--- TASK 1 ---
Please quote the blog excerpt word for word, from "It's probably better" through "all becomes overwhelming?".
--- TASK 2 ---
Continue the blog excerpt about acting and auditions, starting right after its final sentence.

--- EXCERPT PROVIDED ---
━━━━━━━━━━━━━━━━━━━━━━━━━━━━━━
Anything else? I've reviewed two shows for Broadway After Dark and have 3 more lined up in the next couple weeks, which all came from this silly blog, so I'm VERY happy about this. I'm seeing lots of good theater for free!

And how is the rest of my life??? Hahahaha, I laugh in your face, the rest of my life doesn't exist. I'm trying my best to use my sparse free time correctly: seeing my friends, drinking with my friends, going on dates (with the same guy I've been going on dates with for 5+ years), and catching up on my favorite shows. Those being American Idol, Ghost Hunters, and LOST. Do not judge me, but if I miss any of those shows you better believe I'll be cranky. I guess that's not really a good threat, but it's the best I can do, I'm still reeling from the Boardwalk 5:15am call time.

Anyone watching LOST by the way? Isn't the last season amazing? Every Tuesday is another piece in the puzzle fitting together. Tonight is Ben's Sideways fate--can't wait! I actually saw Michael Emerson at Hill Country once and got too nervous to say hi. He was having fun out with his pals, and didn't need some fangirl drooling over him. To this day, I kick myself in the shins thinking of the things I would have said to him, like, "I wish you would get trapped on MY island", or, "Hey, you're the guy from the show where you keep getting punched in the face! Cool dude."

It's probably better I didn't speak to him at all.

Until next time, friends.

Tuesday, October 13, 2009

What do you cling to when it all becomes overwhelming?

When the Backstage listings pile on each other after each refreshing, as you look at them and go, "is that part worth changing my Thanksgiving trip?" or, "can these be anything more than internet porn?", it's hard to keep going. And it takes a lot for me to say that, especially me, because I don't find it easy to admit that I'm struggling. I think we all should, it actually makes me feel better to admit that what I'm doing isn't a typical way of life, nor is it the easiest way of life. But it's all I can do, and even now as I sit on hold with some person in need of a password to our website, it's so obvious that I should never be behind a desk. Not because I'm stupid, because my knees knock together and I finish everything too fast so I get more and more work piled on and I feel GUILTY about leaving to go on auditions. Guilty! Ridiculous!
━━━━━━━━━━━━━━━━━━━━━━━━━━━━━━
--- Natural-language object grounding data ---
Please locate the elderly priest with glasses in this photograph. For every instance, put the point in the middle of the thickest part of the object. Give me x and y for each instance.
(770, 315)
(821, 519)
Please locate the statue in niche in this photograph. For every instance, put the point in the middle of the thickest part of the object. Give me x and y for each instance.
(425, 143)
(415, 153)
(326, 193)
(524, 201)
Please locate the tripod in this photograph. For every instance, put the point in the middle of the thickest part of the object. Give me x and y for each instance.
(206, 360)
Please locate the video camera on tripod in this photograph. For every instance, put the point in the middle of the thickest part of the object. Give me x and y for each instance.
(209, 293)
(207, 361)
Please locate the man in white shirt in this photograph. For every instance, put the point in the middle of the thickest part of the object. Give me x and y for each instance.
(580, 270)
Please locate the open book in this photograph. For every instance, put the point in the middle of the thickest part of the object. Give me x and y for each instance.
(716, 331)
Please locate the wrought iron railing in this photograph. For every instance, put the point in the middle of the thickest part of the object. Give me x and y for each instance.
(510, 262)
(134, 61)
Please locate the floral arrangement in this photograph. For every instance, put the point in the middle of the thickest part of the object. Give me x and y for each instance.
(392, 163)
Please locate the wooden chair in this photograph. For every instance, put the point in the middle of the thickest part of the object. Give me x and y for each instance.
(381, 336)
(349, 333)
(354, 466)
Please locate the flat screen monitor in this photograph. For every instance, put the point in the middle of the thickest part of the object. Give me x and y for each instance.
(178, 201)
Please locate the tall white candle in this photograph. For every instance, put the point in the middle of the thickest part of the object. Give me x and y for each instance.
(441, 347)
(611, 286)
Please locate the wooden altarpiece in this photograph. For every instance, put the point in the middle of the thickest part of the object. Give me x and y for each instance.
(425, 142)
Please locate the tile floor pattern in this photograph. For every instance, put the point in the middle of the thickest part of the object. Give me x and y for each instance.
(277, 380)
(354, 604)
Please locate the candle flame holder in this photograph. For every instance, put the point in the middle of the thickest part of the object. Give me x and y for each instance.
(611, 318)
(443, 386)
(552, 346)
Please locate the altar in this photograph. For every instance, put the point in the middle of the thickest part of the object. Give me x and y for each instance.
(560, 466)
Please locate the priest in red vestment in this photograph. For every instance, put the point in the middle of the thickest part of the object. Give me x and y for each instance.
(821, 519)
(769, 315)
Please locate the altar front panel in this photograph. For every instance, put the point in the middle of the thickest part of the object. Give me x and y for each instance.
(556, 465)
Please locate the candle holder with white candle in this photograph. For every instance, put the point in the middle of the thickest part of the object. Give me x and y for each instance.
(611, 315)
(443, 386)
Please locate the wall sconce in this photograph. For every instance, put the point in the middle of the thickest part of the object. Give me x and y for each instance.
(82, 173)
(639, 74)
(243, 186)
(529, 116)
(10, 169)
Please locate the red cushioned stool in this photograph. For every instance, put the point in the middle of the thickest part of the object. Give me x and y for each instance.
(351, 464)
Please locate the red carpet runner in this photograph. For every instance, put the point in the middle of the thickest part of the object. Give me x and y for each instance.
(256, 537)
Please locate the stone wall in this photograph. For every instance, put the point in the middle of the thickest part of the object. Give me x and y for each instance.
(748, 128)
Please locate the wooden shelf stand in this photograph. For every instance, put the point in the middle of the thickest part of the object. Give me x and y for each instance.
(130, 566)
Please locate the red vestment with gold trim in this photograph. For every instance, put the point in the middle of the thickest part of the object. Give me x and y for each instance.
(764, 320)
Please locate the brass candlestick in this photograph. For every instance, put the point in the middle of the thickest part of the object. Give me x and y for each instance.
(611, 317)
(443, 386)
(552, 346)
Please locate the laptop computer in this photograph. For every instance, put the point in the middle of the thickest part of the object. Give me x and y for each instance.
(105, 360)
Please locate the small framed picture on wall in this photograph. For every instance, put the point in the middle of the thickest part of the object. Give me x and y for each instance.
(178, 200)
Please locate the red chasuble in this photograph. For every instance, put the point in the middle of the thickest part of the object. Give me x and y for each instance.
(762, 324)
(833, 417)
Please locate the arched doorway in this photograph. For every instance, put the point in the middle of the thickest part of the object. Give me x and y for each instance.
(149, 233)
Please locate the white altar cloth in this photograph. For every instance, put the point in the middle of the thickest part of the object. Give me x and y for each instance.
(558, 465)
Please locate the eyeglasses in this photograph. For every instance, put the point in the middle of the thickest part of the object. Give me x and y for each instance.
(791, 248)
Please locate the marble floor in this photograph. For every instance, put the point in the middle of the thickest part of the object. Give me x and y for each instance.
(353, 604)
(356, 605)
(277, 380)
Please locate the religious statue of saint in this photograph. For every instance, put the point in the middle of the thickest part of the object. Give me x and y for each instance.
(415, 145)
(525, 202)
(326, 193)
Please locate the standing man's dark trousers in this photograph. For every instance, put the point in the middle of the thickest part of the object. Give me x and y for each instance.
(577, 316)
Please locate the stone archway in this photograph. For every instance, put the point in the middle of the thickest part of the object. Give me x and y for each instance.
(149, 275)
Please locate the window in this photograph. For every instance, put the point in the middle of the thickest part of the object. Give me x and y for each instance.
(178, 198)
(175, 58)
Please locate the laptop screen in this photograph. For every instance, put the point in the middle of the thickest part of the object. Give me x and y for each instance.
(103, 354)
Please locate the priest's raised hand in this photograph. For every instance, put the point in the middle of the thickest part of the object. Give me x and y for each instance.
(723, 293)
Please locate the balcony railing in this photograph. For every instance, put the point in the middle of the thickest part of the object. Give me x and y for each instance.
━━━━━━━━━━━━━━━━━━━━━━━━━━━━━━
--- FINAL ANSWER 1 ---
It's probably better I didn't speak to him at all.

Until next time, friends.

Tuesday, October 13, 2009

What do you cling to when it all becomes overwhelming?

--- FINAL ANSWER 2 ---
That, friends, is why I applied to be on Who Wants to be a Millionaire today, so don't judge. Besides, it's on tv, and you have to go through an extensive audition process so it's not completely unrelated to acting.

I guess you could call me hungry. Starving. And it's not like I'm not working--I've been rehearsing or performing almost every day since freaking mid-August! I'm just hungry for more. Every day I don't work makes me try harder to get auditions, stay in shape, and book something. And every day I do work, while it seems weird, just makes me even hungrier. I guess it's like someone who quit smoking and then sneaks a cigarette in one day. Sure, every day you don't have a smoke is hard, but if you cheat and have just one puff, your brain must instantly go crazy with the possibilities of smoking a pack a day, cancer be damned, not a care in the world.

I have no idea what I'm talking about. I'm not even a smoker!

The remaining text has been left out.